==== Given data

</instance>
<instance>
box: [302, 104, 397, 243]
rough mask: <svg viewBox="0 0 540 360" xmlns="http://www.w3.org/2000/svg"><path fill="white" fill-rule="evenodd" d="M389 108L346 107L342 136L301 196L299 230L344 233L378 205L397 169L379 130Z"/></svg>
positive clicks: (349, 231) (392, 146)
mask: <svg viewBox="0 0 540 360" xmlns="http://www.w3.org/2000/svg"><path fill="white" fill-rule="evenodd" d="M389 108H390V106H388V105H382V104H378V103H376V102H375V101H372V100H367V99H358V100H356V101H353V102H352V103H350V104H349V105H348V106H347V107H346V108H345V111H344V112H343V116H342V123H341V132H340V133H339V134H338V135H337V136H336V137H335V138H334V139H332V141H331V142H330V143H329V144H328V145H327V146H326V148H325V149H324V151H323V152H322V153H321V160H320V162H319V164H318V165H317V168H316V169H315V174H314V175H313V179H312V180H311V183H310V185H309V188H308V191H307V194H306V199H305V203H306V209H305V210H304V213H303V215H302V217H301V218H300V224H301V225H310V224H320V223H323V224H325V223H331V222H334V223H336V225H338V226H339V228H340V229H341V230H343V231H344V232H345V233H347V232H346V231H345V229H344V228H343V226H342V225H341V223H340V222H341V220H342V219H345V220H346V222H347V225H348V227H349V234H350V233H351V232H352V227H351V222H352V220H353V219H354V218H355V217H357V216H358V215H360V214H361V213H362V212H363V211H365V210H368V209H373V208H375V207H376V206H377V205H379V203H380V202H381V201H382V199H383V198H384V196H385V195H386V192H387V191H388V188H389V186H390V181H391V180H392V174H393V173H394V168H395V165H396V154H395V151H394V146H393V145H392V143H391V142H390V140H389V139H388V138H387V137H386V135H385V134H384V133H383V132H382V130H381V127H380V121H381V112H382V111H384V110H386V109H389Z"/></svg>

========

Line by line, transcribe the material exactly.

</instance>
<instance>
box: [302, 104, 397, 243]
rough mask: <svg viewBox="0 0 540 360" xmlns="http://www.w3.org/2000/svg"><path fill="white" fill-rule="evenodd" d="M389 108L346 107L342 136L301 196L299 230L344 233L378 205L397 169L379 130Z"/></svg>
positive clicks: (349, 231) (392, 146)
mask: <svg viewBox="0 0 540 360" xmlns="http://www.w3.org/2000/svg"><path fill="white" fill-rule="evenodd" d="M389 108H390V106H388V105H382V104H378V103H376V102H375V101H372V100H367V99H358V100H356V101H353V102H352V103H350V104H349V105H348V106H347V107H346V108H345V111H344V112H343V116H342V123H341V132H340V133H339V134H338V135H337V136H336V137H335V138H334V139H332V141H331V142H330V143H329V144H328V145H327V146H326V148H325V149H324V151H323V152H322V153H321V160H320V162H319V164H318V165H317V168H316V169H315V174H314V175H313V179H312V180H311V183H310V185H309V188H308V191H307V194H306V199H305V203H306V209H305V210H304V213H303V215H302V217H301V218H300V224H301V225H310V224H320V223H323V224H325V223H331V222H334V223H336V225H338V226H339V228H340V229H341V230H343V231H344V232H345V233H347V232H346V231H345V229H344V228H343V226H342V225H341V223H340V222H341V220H342V219H345V220H346V222H347V225H348V227H349V234H350V233H351V232H352V227H351V222H352V220H353V219H354V218H355V217H357V216H358V215H360V214H361V213H362V212H363V211H365V210H368V209H373V208H375V207H376V206H377V205H379V203H380V202H381V201H382V199H383V198H384V196H385V195H386V192H387V191H388V188H389V186H390V181H391V180H392V174H393V173H394V168H395V165H396V154H395V151H394V146H393V145H392V143H391V142H390V140H389V139H388V138H387V137H386V135H385V134H384V133H383V132H382V130H381V127H380V121H381V112H382V111H384V110H386V109H389Z"/></svg>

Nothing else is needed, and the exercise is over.